# Excerpted passage
= Organisation Africaine de la Propriété Intellectuelle =

OAPI logo

The Organisation Africaine de la Propriété Intellectuelle or OAPI ('African Intellectual Property Organization') is an intellectual property organization, headquartered in Yaoundé, Cameroon. The organisation was created by Bangui Agreement Relating to the Creation of an African Intellectual Property Organization of March 2, 1977. The Bangui Agreement was subsequently amended in 1999 and 2015, and entered into force on November 14, 2020.

Its 17 member states are mostly French-speaking countries.

==Members==

Map of Africa showing OAPI member states

1. Benin (Accession to the 1977 Bangui Agreement: March 19, 1983)
2. Burkina Faso (Accession to the 1977 Bangui Agreement: June 1, 1983)
3. Cameroon (Accession to the 1977 Bangui Agreement: February 8, 1982)
4. Central African Republic (Accession to the 1977 Bangui Agreement: February 8, 1982)
5. Chad (Accession to the 1977 Bangui Agreement: November 5, 1988)
6. Comoros (Accession to the 1977 Bangui Agreement: May 25, 2013)
7. Congo (Accession to the 1977 Bangui Agreement: February 8, 1982)
8. Côte d'Ivoire (Accession to the 1977 Bangui Agreement: February 8, 1982)
9. Equatorial Guinea (Accession to the 1977 Bangui Agreement: November 23, 2000)
10. Gabon (Accession to the 1977 Bangui Agreement: February 8, 1982)
11. Guinea (Accession to the 1977 Bangui Agreement: January 18, 1990)
12. Guinea-Bissau (Accession to the 1977 Bangui Agreement: July 8, 1998)
13. Mali (Accession to the 1977 Bangui Agreement: September 30, 1984)
14. Mauritania (Accession to the 1977 Bangui Agreement: February 8, 1982)
15. Niger (Accession to the 1977 Bangui Agreement: February 8, 1982)

# Record set
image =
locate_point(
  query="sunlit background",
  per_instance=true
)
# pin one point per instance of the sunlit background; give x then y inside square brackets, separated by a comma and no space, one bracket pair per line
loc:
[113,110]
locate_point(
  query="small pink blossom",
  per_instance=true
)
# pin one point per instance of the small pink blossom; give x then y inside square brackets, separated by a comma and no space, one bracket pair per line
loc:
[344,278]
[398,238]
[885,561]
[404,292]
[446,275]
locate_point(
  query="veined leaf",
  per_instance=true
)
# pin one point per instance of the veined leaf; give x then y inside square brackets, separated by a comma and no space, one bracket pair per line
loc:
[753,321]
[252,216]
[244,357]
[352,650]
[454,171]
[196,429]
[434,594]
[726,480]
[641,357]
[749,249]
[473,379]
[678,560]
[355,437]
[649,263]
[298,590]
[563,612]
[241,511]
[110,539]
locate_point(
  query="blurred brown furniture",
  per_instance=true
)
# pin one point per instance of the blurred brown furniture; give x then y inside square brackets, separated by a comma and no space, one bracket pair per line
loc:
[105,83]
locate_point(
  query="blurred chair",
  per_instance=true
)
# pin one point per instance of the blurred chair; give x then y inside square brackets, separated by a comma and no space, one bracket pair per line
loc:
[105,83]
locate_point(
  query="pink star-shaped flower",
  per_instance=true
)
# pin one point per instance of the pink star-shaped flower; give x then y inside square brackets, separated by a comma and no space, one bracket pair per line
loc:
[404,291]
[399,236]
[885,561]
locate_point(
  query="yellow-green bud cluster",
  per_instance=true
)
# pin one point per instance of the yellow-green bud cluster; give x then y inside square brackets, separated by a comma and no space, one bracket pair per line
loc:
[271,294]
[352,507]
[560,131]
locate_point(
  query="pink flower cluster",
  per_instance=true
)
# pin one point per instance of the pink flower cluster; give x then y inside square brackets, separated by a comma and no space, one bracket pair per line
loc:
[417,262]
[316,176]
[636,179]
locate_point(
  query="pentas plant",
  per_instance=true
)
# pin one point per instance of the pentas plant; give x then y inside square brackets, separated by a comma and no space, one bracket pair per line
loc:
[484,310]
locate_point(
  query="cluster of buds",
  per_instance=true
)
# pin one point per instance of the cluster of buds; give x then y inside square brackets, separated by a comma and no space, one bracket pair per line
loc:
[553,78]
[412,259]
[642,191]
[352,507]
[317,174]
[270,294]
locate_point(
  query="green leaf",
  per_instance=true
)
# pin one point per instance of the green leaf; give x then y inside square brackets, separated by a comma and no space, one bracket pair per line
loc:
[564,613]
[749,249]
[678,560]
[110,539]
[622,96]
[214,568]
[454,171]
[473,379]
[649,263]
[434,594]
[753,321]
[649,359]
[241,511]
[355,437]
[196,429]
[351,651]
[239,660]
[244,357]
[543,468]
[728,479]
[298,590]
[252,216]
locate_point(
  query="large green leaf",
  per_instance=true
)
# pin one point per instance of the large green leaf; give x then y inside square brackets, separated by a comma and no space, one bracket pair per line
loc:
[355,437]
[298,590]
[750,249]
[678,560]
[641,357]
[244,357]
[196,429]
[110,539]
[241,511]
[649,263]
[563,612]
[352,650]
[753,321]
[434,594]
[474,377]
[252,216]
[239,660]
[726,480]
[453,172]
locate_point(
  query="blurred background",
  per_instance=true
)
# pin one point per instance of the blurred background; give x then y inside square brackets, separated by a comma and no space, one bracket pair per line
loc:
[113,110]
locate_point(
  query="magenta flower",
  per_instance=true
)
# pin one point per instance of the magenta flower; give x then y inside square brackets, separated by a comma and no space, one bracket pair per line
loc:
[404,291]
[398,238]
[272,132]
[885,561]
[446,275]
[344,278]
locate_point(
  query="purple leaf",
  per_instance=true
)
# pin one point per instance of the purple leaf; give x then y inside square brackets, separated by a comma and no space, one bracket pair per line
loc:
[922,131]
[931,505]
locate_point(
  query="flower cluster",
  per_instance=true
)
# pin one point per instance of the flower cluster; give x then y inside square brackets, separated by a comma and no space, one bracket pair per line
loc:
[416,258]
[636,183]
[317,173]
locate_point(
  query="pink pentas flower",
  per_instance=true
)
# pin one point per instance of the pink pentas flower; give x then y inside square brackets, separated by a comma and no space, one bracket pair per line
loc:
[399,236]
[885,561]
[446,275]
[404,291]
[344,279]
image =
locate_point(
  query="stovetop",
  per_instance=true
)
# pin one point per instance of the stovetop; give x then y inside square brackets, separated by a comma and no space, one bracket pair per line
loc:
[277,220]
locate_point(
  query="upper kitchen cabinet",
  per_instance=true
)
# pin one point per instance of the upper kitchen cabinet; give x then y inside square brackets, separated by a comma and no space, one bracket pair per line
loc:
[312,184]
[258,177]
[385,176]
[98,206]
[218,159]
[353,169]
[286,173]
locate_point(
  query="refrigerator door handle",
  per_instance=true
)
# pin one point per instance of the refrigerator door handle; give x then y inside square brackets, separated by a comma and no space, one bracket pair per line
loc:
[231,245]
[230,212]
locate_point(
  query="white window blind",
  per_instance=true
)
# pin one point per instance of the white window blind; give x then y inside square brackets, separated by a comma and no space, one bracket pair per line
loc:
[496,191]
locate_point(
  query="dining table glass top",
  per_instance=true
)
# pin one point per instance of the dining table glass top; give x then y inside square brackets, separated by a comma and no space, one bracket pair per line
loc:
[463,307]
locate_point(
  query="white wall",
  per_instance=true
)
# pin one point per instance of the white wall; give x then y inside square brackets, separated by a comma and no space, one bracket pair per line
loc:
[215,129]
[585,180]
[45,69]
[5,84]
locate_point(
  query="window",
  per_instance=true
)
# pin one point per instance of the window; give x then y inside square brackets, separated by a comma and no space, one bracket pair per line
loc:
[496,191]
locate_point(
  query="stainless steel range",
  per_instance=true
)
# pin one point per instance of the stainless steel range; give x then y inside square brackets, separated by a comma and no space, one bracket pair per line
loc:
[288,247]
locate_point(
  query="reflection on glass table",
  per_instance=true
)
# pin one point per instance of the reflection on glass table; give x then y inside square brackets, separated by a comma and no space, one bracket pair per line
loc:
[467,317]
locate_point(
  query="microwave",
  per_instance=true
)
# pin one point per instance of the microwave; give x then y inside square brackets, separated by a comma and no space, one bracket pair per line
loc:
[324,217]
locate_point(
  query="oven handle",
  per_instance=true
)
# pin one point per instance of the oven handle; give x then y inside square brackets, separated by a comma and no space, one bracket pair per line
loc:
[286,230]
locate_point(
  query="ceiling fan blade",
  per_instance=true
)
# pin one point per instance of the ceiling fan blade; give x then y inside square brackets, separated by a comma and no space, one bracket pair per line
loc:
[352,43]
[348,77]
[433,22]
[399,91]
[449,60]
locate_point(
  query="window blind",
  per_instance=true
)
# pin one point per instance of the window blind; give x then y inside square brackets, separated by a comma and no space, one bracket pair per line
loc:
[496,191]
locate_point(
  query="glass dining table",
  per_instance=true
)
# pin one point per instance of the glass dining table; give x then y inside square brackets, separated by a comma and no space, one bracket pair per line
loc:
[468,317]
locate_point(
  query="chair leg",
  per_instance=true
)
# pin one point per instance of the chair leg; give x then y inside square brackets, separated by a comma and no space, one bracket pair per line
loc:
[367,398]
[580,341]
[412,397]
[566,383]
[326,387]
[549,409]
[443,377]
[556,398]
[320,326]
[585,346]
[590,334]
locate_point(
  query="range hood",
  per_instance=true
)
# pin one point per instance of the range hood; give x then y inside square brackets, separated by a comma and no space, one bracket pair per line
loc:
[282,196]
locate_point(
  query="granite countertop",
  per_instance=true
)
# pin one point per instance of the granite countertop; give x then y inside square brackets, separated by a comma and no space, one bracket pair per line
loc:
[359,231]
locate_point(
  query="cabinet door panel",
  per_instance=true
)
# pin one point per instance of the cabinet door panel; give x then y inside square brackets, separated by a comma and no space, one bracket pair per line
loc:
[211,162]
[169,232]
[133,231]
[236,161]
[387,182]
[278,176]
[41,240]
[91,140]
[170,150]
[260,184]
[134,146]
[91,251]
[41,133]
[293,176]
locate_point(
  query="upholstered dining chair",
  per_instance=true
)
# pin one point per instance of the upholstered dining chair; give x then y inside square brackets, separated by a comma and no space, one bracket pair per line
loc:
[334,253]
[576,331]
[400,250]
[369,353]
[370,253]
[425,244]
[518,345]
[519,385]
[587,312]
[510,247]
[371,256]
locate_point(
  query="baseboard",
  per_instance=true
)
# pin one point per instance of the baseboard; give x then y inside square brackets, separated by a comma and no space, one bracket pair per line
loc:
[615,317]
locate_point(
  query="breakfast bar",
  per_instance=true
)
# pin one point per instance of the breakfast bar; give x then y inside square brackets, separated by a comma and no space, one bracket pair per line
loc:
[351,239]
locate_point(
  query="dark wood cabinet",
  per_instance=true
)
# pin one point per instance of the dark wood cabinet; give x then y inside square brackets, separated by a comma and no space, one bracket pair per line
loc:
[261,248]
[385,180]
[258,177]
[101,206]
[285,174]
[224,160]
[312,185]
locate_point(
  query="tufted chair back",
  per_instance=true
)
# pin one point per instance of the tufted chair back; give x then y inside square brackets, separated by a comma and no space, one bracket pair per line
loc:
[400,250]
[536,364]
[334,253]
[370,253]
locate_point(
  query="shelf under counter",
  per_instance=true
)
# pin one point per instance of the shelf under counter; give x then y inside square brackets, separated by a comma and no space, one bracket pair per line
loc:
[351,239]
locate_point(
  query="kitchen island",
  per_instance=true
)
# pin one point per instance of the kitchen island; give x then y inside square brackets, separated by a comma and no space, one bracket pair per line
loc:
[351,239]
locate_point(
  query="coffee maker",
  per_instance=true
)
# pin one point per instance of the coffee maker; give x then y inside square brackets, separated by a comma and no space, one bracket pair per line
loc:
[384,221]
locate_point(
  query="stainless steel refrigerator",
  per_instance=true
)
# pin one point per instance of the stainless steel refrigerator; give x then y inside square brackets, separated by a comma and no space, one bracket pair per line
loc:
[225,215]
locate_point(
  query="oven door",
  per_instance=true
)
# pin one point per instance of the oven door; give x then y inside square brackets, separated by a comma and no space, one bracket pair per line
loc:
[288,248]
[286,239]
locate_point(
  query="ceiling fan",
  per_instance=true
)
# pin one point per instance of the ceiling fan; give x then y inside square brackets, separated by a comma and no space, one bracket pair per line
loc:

# Problems
1. From the OAPI article, list every member state whose accession to the 1977 Bangui Agreement is dated February 8, 1982.
2. Does the OAPI article agree with each statement? Answer yes or no for each and quote the deciding words. (a) OAPI is headquartered in Yaoundé, Cameroon. (b) The Bangui Agreement was amended in 2005. (c) Comoros acceded to the 1977 Bangui Agreement in 2013.

# Exercise responses
1. Cameroon, Central African Republic, Congo, Côte d'Ivoire, Gabon, Mauritania, Niger

2.
(a) Yes: "headquartered in Yaoundé, Cameroon"
(b) No: "amended in 1999 and 2015"
(c) Yes: "Comoros (Accession to the 1977 Bangui Agreement: May 25, 2013)"